## Written tasks
a) In the excerpt on software testing, at which event did DHH give the keynote that got the Ruby community talking about testing again?
b) Reproduce the excerpt on software testing word for word, from "This is why" to "this talk originally.".

## Source excerpt
------------------------------------

DHH’s keynote at RailsConf 2014 and his ensuing declaration that TDD is dead have got the Ruby community talking testing again. My frustration with the majority of talks and writing on testing, TDD, agile development, software architecture and object-oriented design is that a great deal of it consists of generalised arguments, with very little in the way of concrete case studies. Despite the fact that I’m a perfectly capable programmer, and the fact I’ve written automated tests for all sorts of different kinds of software, I’ve sat through any number of talks on these topics that went right over my head. The impression I’m left with is that talks on TDD often only make sense if the audience already understands and agrees with the speaker’s argument. They are often littered with appeals to authority figures and books that only land if the listener knows of the cited authority or has read the particular book. At worst, they are presented as ‘movements’, wherein all the old ways of thinking must be discarded in favour of the new one true way.

Now, grand general assertions make for entertaining and engaging talks, but they are unhelpful. Real-world software development is an exercise in design, and to design things based on general rules without reference to the context of the problem at hand is to not practice design properly. We need to learn to make decisions based on the properties of the problem we’re dealing with, not by appealing to advice handed down without any context.

This is why JavaScript Testing Recipes almost entirely concerns itself with the application of a few simple techniques to a wide array of real programs, including discussion of cases where those techniques are not applicable or are too costly due to the requirements of a particular problem. I wish more talks were like this, and it’s what I was hoping to do when I wrote this talk originally.

------------------------------------

## Dataset rows
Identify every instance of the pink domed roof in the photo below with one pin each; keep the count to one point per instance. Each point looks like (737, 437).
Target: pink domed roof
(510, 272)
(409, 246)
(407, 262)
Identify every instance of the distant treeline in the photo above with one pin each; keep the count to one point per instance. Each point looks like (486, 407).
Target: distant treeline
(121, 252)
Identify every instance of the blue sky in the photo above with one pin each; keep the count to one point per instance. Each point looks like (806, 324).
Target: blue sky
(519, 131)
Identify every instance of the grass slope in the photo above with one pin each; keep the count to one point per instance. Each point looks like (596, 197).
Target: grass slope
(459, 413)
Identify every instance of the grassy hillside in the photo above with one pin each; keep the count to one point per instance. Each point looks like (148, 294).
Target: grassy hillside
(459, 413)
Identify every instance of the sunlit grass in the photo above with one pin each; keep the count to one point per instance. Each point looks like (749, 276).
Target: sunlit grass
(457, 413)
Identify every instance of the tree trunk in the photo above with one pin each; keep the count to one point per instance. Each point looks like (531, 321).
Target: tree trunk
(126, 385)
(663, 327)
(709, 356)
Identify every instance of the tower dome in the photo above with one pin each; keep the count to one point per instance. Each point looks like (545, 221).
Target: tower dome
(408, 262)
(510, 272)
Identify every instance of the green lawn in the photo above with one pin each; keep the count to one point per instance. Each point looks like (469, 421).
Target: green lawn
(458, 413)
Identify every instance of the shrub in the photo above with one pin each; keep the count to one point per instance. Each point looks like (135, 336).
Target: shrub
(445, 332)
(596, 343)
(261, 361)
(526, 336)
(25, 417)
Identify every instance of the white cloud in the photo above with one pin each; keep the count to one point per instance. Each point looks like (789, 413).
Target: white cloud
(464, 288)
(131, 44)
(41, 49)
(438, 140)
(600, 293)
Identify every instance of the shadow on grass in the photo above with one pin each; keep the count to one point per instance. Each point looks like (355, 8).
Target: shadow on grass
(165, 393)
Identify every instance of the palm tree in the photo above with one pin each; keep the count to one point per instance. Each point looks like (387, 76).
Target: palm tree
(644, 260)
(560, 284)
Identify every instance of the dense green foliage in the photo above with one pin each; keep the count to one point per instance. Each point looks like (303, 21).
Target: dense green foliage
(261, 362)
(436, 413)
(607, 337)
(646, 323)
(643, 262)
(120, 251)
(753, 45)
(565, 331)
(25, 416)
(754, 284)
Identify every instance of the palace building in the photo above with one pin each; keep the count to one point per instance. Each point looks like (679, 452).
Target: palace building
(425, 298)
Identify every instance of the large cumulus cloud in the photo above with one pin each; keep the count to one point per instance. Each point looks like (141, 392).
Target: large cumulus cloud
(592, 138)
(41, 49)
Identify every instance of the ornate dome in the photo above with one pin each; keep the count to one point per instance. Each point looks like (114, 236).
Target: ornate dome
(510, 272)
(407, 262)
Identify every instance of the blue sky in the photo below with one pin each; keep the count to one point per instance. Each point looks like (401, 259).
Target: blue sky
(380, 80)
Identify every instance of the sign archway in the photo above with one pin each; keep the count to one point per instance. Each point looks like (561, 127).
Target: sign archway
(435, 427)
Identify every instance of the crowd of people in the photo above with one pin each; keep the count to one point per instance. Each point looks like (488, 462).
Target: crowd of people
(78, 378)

------------------------------------

## Results of the tasks
a) RailsConf 2014

b)
This is why JavaScript Testing Recipes almost entirely concerns itself with the application of a few simple techniques to a wide array of real programs, including discussion of cases where those techniques are not applicable or are too costly due to the requirements of a particular problem. I wish more talks were like this, and it’s what I was hoping to do when I wrote this talk originally.